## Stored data
----

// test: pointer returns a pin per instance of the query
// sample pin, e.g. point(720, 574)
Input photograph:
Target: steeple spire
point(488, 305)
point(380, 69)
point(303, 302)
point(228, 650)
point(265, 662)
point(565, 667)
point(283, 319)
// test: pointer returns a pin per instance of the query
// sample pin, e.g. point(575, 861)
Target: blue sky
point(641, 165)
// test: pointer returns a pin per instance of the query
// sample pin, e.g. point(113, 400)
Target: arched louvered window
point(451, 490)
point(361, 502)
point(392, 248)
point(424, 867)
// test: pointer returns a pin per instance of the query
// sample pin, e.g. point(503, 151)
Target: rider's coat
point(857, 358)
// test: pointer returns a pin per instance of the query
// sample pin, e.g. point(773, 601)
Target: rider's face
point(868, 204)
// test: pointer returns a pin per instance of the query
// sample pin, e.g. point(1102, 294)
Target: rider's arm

----

## EXERCISE REQUIREMENTS
Restate the entries above word for word.

## COMPLETED EXERCISE
// test: pointer returns a pin per instance of the query
// sample pin, e.g. point(720, 574)
Input photograph:
Target: steeple spire
point(488, 305)
point(380, 69)
point(303, 302)
point(228, 650)
point(265, 662)
point(565, 667)
point(283, 319)
// test: pointer returns a pin per instance of the query
// sample pin, e.g. point(575, 861)
Target: blue sky
point(641, 165)
// test: pointer returns a pin per instance of the query
// sample pin, e.g. point(113, 400)
Target: arched louvered window
point(451, 490)
point(361, 502)
point(392, 248)
point(424, 867)
// test: pointer returns a pin per instance of the query
// sample pin, e.g. point(503, 151)
Target: rider's coat
point(857, 358)
// test: pointer returns a pin per instance of the query
// sample pin, e.g. point(773, 601)
Target: rider's face
point(868, 204)
// test: pointer returns a pin per instance of the query
// sample pin, e.g. point(1102, 294)
Target: rider's arm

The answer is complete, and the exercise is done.